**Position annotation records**
====

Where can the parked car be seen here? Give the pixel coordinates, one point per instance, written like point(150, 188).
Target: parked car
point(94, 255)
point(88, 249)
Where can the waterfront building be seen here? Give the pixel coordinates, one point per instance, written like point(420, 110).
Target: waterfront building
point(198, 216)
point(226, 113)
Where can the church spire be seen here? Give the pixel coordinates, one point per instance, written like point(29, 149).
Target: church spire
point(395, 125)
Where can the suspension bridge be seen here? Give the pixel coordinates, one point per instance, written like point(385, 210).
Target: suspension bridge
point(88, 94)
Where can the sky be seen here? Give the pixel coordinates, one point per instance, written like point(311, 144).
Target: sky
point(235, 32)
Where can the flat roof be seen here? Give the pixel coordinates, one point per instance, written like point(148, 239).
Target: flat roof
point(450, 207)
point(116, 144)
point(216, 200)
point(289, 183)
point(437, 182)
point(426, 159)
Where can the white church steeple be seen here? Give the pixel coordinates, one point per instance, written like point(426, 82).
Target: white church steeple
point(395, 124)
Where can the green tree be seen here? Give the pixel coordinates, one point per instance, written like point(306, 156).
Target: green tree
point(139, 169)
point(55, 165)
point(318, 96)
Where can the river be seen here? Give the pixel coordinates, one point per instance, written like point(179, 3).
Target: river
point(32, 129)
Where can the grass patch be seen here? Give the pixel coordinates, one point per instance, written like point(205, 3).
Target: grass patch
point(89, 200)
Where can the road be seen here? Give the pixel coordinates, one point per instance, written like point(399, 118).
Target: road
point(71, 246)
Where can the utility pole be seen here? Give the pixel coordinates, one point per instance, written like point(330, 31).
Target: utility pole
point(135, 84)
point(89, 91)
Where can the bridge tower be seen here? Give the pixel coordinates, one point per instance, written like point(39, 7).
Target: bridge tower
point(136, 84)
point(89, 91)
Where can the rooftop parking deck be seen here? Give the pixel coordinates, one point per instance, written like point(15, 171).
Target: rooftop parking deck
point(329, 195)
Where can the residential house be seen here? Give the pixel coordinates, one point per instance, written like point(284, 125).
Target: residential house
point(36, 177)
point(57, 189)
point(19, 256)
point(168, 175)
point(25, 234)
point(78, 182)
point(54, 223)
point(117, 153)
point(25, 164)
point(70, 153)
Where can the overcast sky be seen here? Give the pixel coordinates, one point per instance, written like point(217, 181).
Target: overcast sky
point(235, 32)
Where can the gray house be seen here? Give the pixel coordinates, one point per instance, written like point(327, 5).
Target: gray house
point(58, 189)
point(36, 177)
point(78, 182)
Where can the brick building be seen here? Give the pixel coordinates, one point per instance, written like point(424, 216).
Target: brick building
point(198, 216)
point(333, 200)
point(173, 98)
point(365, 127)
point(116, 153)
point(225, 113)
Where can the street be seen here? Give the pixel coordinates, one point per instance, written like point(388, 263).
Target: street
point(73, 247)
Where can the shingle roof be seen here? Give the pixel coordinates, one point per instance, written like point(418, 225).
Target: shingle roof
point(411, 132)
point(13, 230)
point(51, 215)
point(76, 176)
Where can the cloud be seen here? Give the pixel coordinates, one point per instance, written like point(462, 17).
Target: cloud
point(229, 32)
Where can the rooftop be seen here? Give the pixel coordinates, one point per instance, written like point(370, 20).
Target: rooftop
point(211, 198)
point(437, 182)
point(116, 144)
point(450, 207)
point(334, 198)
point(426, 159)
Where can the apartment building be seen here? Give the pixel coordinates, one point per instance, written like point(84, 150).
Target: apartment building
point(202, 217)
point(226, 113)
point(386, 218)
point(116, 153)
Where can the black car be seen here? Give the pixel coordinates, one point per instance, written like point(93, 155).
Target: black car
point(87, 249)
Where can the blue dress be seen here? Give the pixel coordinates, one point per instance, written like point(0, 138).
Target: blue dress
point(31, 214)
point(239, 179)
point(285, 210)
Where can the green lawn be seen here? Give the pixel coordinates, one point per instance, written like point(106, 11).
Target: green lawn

====

**Instructions for the task**
Please quote the data above in full, with no line missing.

**Exercise answer**
Where can the parked car be seen here? Give the pixel coordinates, one point per instance, written like point(150, 188).
Target: parked car
point(94, 255)
point(88, 249)
Where can the waterfront building be seen here? Give the pixel coordinates, one point per instance, written like point(420, 110).
Target: waterfront building
point(198, 216)
point(226, 113)
Where can the church spire be seen here? Give the pixel coordinates, one point per instance, written like point(29, 149).
Target: church spire
point(395, 125)
Where can the suspension bridge be seen here? Give the pixel coordinates, one point per instance, written like point(385, 210).
Target: suspension bridge
point(88, 94)
Where can the sky be seen here? Give the pixel coordinates, one point per instance, written like point(311, 144).
Target: sky
point(235, 32)
Where can the flat roof be seen here? Give the pixel coordinates, one point per instance, written like point(148, 239).
Target: flat roof
point(450, 207)
point(116, 144)
point(216, 200)
point(289, 183)
point(437, 182)
point(426, 159)
Where can the white church steeple be seen here? Give the pixel coordinates, one point per instance, written like point(426, 82).
Target: white church steeple
point(395, 124)
Where can the green tree be seen here? Give the pixel coordinates, one point per instance, written like point(306, 156).
Target: green tree
point(139, 169)
point(55, 165)
point(318, 96)
Where can the river be seen here? Give the pixel coordinates, one point per instance, written like point(179, 3).
Target: river
point(32, 129)
Where can the grass patch be seen here? Give the pixel coordinates, one point per instance, written like point(205, 3).
Target: grass patch
point(89, 200)
Where can the road be seen here? Give the pixel coordinates, one point per instance, written like point(399, 118).
Target: road
point(71, 246)
Where can the utility pole be seen here? Give the pixel coordinates, one point per instance, written like point(330, 31).
Target: utility pole
point(135, 84)
point(89, 91)
Where can the bridge tower be seen here? Give the pixel coordinates, one point per instance, written like point(39, 7).
Target: bridge tower
point(136, 84)
point(89, 91)
Where can the rooftop parking deck be seen here? Give the pixel coordinates, one point per instance, written like point(15, 171).
Target: rooftop parking deck
point(329, 195)
Where can the residential house be seen here? Give the pixel coordinates, one point per instance, written like point(284, 125).
Target: residential house
point(36, 177)
point(57, 189)
point(19, 256)
point(168, 175)
point(25, 234)
point(78, 182)
point(54, 223)
point(117, 153)
point(25, 164)
point(70, 153)
Where can the overcast sky be seen here? Give the pixel coordinates, one point per instance, written like point(217, 181).
Target: overcast sky
point(235, 32)
Where can the gray house be seen here? Give the pixel coordinates, one point per instance, written like point(327, 5).
Target: gray house
point(58, 189)
point(36, 177)
point(78, 182)
Where can the brick building be seen here? Give the pixel coordinates, one point per instance, written like point(424, 216).
Target: brick building
point(198, 216)
point(333, 200)
point(173, 98)
point(365, 127)
point(116, 153)
point(225, 113)
Where can the street be seen here? Give the pixel coordinates, one point per instance, written like point(388, 263).
Target: street
point(73, 247)
Where can the shingle roof be seen here? Give the pixel coordinates, one point per instance, written like point(418, 225).
Target: shingle roof
point(411, 132)
point(13, 230)
point(51, 215)
point(76, 176)
Where can the cloud be seen here? Give the pixel coordinates, one point per instance, written like point(462, 17).
Target: cloud
point(229, 32)
Where can the rooftop be seen here? Give the pixel coordinates, one point per instance, written like point(370, 20).
Target: rooftop
point(211, 198)
point(437, 182)
point(116, 144)
point(450, 207)
point(334, 198)
point(426, 159)
Where can the apartment building be seen here? Give the pixel coordinates, one point per instance, written like point(84, 150).
Target: apartment building
point(202, 217)
point(226, 113)
point(386, 218)
point(116, 153)
Where can the black car be seen here? Give the pixel coordinates, one point per instance, written like point(93, 155).
Target: black car
point(87, 249)
Where can the blue dress be seen here? Give the pixel coordinates, one point per instance, written like point(0, 138).
Target: blue dress
point(31, 214)
point(239, 179)
point(285, 210)
Where can the green lawn be seen here? Give the pixel coordinates, one point per instance, written like point(106, 11).
Target: green lawn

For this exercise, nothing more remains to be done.